### Esercizio scritto
Trascriva senza alcuna modifica, dal materiale riportato più avanti, il tratto che va dalla riga contenente "object=open container door" fino alla riga contenente "top-left (591, 232), bottom-right (965, 264)", entrambe incluse.

### Dati in ingresso
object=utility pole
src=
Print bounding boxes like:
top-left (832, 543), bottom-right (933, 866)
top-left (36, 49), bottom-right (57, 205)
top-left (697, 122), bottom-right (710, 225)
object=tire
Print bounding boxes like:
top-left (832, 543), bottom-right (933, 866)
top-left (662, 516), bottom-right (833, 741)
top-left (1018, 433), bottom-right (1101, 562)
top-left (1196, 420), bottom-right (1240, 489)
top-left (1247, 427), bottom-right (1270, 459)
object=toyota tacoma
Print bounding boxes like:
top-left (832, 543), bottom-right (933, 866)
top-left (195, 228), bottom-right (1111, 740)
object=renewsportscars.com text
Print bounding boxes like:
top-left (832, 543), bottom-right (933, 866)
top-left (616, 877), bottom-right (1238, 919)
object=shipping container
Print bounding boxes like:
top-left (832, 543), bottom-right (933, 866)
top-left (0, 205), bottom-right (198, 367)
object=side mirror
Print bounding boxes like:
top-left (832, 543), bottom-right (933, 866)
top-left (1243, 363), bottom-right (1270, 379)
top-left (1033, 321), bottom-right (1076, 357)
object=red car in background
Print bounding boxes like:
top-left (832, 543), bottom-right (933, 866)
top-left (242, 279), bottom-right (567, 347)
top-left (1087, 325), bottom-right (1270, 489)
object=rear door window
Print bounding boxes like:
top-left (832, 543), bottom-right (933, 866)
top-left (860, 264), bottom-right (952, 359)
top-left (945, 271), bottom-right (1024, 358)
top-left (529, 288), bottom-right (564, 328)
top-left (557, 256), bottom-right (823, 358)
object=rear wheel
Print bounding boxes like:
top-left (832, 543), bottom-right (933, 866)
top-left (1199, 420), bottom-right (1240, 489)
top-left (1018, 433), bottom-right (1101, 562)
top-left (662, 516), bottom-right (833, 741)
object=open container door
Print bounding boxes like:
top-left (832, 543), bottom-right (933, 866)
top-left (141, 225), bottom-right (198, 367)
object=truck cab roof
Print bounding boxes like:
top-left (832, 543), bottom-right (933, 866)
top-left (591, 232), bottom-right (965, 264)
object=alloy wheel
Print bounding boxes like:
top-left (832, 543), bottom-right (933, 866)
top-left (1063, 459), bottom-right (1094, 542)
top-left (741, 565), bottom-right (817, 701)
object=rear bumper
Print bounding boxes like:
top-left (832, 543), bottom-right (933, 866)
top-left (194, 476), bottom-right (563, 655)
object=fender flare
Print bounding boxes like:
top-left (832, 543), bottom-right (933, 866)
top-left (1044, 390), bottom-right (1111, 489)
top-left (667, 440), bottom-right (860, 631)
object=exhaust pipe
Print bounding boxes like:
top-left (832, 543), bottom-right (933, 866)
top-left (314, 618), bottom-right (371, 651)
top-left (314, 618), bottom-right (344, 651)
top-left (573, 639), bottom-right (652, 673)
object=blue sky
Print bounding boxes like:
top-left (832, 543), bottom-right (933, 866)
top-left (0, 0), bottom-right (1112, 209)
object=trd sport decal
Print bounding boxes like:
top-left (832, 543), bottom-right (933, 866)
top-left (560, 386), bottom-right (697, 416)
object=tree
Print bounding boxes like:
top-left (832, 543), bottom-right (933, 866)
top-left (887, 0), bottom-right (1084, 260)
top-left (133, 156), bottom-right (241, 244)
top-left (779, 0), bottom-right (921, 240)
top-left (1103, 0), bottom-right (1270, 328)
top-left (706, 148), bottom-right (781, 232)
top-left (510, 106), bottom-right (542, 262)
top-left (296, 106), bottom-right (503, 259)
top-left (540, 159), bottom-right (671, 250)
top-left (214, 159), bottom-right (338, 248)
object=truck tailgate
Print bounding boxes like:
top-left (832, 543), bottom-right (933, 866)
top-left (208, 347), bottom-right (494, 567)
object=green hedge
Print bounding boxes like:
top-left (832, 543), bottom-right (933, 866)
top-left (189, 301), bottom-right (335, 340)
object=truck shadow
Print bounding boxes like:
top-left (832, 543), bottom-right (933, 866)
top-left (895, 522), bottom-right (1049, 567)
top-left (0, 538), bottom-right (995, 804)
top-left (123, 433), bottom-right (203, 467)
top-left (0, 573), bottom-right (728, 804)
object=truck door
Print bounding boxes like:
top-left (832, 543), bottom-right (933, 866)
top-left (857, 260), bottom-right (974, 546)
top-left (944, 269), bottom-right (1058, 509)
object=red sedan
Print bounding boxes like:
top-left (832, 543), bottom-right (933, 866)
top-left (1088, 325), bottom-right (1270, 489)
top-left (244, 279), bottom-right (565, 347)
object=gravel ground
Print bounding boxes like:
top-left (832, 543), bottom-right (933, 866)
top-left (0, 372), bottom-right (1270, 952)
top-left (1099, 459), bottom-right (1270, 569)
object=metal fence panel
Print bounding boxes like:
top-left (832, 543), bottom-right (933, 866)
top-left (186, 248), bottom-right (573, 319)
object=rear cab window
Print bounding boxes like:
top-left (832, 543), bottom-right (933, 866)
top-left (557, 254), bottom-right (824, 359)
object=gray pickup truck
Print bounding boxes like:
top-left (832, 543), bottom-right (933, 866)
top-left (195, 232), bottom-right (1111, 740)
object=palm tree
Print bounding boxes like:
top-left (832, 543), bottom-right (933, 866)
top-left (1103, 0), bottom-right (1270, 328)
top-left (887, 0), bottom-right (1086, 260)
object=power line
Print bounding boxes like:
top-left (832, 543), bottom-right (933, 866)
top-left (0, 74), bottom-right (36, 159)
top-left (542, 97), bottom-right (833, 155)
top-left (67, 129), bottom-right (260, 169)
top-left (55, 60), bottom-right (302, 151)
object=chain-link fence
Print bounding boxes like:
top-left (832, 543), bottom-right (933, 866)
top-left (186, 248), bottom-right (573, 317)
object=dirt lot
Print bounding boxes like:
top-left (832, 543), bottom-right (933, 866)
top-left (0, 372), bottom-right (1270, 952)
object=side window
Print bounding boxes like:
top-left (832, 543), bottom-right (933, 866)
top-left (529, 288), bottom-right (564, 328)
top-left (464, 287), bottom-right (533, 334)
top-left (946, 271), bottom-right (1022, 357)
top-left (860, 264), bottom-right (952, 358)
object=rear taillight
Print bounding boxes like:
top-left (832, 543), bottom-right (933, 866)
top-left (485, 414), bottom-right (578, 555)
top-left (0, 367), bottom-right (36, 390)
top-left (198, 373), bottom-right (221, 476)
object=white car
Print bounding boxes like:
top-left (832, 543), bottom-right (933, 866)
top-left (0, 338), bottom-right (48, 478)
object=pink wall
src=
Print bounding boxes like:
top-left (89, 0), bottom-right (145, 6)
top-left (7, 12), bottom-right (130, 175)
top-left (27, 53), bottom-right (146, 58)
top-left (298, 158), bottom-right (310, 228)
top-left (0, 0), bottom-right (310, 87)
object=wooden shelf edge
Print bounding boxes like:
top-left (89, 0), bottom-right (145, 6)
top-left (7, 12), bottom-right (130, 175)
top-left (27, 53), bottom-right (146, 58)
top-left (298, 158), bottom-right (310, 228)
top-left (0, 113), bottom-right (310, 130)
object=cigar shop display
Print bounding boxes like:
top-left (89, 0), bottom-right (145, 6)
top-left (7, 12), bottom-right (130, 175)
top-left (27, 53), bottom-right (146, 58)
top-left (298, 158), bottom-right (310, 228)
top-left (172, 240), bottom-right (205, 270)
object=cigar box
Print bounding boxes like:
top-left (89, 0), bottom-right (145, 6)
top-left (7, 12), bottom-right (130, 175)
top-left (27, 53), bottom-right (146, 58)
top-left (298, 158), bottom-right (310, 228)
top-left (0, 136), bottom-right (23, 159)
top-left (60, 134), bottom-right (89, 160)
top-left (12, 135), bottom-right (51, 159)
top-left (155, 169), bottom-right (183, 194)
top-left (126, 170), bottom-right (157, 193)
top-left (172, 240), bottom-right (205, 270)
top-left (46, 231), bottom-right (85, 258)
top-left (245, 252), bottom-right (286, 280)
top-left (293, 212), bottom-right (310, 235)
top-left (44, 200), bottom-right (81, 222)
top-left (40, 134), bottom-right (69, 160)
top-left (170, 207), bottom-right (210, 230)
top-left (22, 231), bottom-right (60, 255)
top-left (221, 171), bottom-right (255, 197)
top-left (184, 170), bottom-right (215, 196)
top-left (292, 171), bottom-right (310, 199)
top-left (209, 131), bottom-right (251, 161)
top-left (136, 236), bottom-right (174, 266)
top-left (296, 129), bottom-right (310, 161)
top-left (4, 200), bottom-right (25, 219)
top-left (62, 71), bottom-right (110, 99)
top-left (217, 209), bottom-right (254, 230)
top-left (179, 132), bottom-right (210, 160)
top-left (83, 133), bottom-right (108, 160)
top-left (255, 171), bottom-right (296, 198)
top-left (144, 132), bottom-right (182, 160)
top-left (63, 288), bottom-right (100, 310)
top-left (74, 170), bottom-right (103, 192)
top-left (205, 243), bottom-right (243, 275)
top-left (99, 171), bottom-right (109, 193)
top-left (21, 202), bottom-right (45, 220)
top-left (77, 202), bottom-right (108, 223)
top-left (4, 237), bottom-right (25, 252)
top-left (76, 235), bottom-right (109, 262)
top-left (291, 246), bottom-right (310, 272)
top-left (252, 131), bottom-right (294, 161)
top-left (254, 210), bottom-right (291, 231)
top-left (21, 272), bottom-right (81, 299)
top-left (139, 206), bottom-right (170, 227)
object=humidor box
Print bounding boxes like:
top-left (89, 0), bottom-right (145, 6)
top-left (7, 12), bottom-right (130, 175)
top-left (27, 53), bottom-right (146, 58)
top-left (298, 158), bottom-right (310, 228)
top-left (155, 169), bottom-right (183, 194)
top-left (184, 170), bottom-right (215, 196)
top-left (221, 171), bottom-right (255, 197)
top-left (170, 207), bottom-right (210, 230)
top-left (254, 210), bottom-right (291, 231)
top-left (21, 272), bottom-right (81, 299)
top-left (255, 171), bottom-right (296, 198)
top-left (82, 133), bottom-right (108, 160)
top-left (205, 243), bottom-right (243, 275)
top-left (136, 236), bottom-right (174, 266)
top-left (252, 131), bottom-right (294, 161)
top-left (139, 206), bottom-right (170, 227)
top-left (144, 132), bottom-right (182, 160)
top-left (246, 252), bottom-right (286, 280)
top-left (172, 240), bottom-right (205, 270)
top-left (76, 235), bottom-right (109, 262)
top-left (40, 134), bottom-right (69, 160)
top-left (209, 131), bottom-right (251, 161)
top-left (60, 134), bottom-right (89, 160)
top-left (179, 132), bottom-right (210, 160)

### Risposta
object=open container door
Print bounding boxes like:
top-left (832, 543), bottom-right (933, 866)
top-left (141, 225), bottom-right (198, 367)
object=truck cab roof
Print bounding boxes like:
top-left (832, 543), bottom-right (933, 866)
top-left (591, 232), bottom-right (965, 264)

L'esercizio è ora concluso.